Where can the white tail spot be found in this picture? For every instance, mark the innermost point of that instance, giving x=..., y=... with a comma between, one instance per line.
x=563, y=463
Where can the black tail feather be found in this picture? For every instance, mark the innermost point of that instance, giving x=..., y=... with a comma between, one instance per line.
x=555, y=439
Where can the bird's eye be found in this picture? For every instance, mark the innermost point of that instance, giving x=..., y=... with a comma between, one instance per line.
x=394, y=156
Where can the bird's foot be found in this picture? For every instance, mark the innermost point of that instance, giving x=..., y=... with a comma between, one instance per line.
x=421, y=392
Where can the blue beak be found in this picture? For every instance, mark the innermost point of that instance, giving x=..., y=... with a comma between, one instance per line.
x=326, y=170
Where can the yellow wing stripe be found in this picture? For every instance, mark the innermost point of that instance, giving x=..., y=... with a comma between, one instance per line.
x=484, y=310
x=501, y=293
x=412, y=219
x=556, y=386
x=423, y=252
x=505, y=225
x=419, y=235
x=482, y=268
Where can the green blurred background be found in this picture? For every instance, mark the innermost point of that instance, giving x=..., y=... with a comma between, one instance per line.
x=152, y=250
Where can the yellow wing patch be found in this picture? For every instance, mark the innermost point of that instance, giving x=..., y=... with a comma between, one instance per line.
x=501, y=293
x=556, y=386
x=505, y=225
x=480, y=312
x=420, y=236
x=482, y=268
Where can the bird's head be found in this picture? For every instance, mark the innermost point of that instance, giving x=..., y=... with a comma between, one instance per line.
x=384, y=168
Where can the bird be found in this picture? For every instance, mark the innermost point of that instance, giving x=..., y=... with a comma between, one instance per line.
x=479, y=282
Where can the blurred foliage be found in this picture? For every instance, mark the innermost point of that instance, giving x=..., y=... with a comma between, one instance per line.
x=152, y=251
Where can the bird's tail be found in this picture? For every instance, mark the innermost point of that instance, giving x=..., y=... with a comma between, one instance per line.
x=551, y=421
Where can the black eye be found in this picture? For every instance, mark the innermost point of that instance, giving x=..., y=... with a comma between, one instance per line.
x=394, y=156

- [What the exercise asks]
Turn every line of the records above into a Markdown table with the columns "Row" and "Line". Number each line in order and leave out blank lines.

- [Written response]
| Row | Line |
|---|---|
| 1 | Where can the white tail spot be found in this picture? For every instance, mark the innermost point of that instance, giving x=..., y=... with a comma between, one instance per line. |
| 2 | x=563, y=463 |
| 3 | Where can the black tail feather be found in this picture? For every instance, mark the innermost point of that instance, giving x=..., y=... with a comma between, one instance per line. |
| 4 | x=555, y=439 |
| 5 | Where can the bird's eye be found in this picture? For every instance, mark the innermost point of that instance, giving x=..., y=... with a comma between, one instance per line. |
| 6 | x=394, y=156 |
| 7 | Where can the bird's foot be found in this picture? For every instance, mark the innermost point of that instance, giving x=..., y=... with a comma between, one instance per line. |
| 8 | x=421, y=392 |
| 9 | Where can the blue beak be found in this picture? For every instance, mark the innermost point of that instance, giving x=..., y=... with a comma between, one instance per line. |
| 10 | x=326, y=170 |
| 11 | Where can the yellow wing stripe be found in this picture? For every instance, mark the innermost point of that instance, giving x=..., y=... with a comma between, one instance per line. |
| 12 | x=484, y=310 |
| 13 | x=501, y=293 |
| 14 | x=412, y=219 |
| 15 | x=556, y=386 |
| 16 | x=423, y=252 |
| 17 | x=505, y=225 |
| 18 | x=419, y=235 |
| 19 | x=482, y=268 |
| 20 | Where can the green blurred background be found in this picture? For every instance, mark the innermost point of that instance, giving x=..., y=... with a comma between, one instance per line. |
| 21 | x=152, y=250 |
| 22 | Where can the yellow wing patch be found in this picture? For every instance, mark the innermost point of that instance, giving x=..., y=... with a comma between, one instance per line. |
| 23 | x=501, y=293 |
| 24 | x=556, y=386 |
| 25 | x=505, y=225 |
| 26 | x=480, y=312 |
| 27 | x=420, y=236 |
| 28 | x=482, y=268 |
| 29 | Where can the bird's head be found in this picture? For every instance, mark the innermost point of that instance, giving x=..., y=... with a comma between, one instance per line. |
| 30 | x=384, y=168 |
| 31 | Where can the bird be found in this picture? For every instance, mark the innermost point of that instance, giving x=..., y=... with a comma between, one instance per line. |
| 32 | x=479, y=282 |
| 33 | Where can the blurred foliage be found in this picture? For every instance, mark the innermost point of that instance, giving x=..., y=... with a comma between, one instance per line. |
| 34 | x=152, y=251 |
| 35 | Where can the bird's tail be found in this picture? For every instance, mark the innermost point of that instance, giving x=..., y=... with a comma between, one instance per line. |
| 36 | x=551, y=421 |
| 37 | Where can the black eye be found in this picture? For every instance, mark the innermost point of that instance, giving x=..., y=... with a comma between, one instance per line. |
| 38 | x=394, y=156 |